▶ [Instructions for the task]: The records beneath should be printed exactly, and the pictures are to be left out.

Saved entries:
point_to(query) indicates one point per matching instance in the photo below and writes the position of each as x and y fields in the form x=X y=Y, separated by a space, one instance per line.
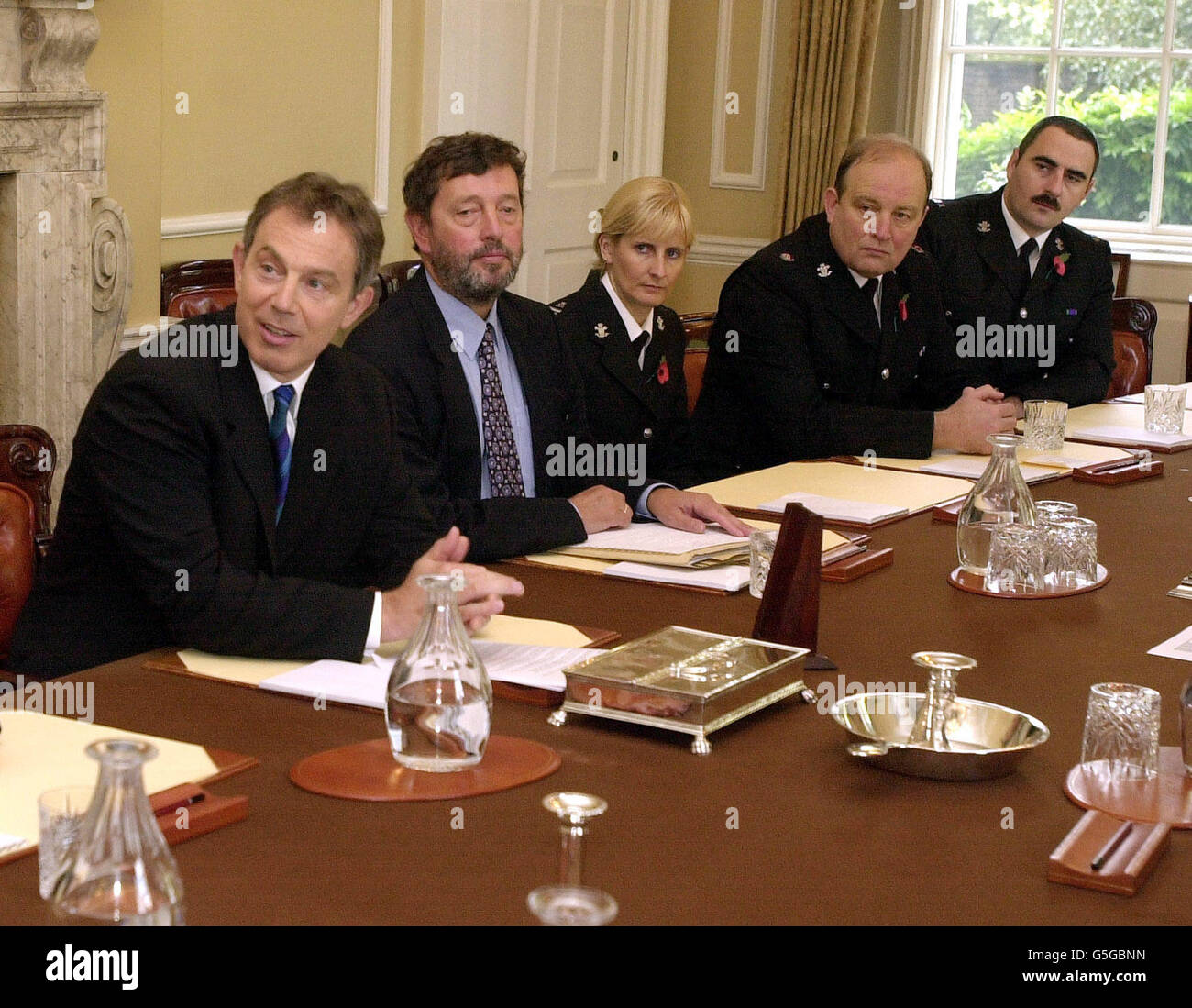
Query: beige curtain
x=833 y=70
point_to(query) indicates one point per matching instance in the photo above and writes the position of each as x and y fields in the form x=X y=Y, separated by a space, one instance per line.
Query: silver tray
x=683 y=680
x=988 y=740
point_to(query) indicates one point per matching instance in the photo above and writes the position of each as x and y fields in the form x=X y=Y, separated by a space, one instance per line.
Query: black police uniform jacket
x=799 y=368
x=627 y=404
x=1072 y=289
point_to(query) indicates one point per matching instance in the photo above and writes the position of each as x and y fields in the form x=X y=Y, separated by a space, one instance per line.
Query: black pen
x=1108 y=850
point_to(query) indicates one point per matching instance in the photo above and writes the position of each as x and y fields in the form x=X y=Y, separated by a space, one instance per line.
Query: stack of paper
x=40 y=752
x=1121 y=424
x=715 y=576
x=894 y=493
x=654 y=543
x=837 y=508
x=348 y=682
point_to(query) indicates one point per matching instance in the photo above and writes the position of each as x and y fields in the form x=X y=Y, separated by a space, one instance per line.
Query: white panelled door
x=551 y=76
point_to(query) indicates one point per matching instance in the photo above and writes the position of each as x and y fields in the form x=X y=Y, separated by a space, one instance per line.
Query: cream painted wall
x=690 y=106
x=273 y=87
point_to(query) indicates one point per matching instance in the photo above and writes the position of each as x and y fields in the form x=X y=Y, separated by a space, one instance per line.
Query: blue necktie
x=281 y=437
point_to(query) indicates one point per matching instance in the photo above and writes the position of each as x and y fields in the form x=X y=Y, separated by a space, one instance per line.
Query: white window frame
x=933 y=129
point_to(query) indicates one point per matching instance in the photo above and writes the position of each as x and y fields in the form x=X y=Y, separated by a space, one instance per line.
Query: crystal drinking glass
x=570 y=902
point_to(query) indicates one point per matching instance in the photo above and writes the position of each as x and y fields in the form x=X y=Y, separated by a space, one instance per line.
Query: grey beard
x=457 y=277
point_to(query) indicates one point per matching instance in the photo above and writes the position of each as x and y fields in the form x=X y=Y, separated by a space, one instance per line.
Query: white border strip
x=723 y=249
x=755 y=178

▶ [Reply to the exercise]:
point_to(query) indicates one point per matching instance in the photo below and writes the position of each as x and y fields in the form x=X y=Y, separated by a space, one instance per line.
Query: beige curtain
x=833 y=70
point_to(query) indicates one point per matching instance in the photo above and writes the position of each as x and y fields in the form x=X y=Y, separated by a space, one instance per line.
Query: silver tray
x=683 y=680
x=988 y=740
point_to(query) indicates one point per matching instance in the photo above and writes the position of each as x and y fields in the form x=X y=Y, separated by a space, one instance per line.
Query: black police uniform jacket
x=799 y=368
x=627 y=404
x=1072 y=289
point_to(query) indicates one point per matching instance in the photo above and writes the position of each as x and y fields in the form x=X y=Y, separated by a space, one instance per line.
Query: black pen
x=1108 y=850
point_to(query) indicates one point per matching instance in the photo above and writes the position of each as x and y fields in the form x=X y=Y, separated by a space, one instance per line.
Query: stack of paper
x=40 y=752
x=1121 y=424
x=715 y=576
x=894 y=493
x=654 y=543
x=837 y=508
x=348 y=682
point_to(query) indicates one point per matching instance in the photo above and writes the position of each as x and y fields in the form x=X y=Y, separated by a space, one instance per line.
Query: white panelled door
x=551 y=76
point_to(query) indicates one point per matching instance in the photo above and writes the position of each as x and y fields in the form x=X y=Y, separated by a space, one instance per line.
Query: cream painted wall
x=690 y=106
x=273 y=87
point_to(query) indicates one point per matching instance in the photo above and writes the position of each as x and y fields in the form x=X y=Y, separated by a space, one instance per line.
Query: blue necktie
x=281 y=437
point_to(query) indicates one point per matching instance in the photo above and writes the position of each as x and y fields in the form x=X y=Y, separated by a space, one instance per line.
Query: white window frame
x=933 y=129
point_to(query) indicates one point per matching instance in the photo above and writes the position of each as x and y fields in the form x=X y=Y, separated by a space, one instance per line.
Query: crystal drinking glass
x=570 y=902
point_to(query) indicates one point per matching instance in the photo above and writes the position of each as x and y fields in the form x=X y=Y, separated by a space, one instance per line.
Query: grey beard
x=457 y=277
point_to(query) indicates one point per matching instance in the photo above and writes the position of each as x and y fields in the form x=X y=Y, separated by a space, one instance per line.
Query: white border strip
x=723 y=249
x=755 y=178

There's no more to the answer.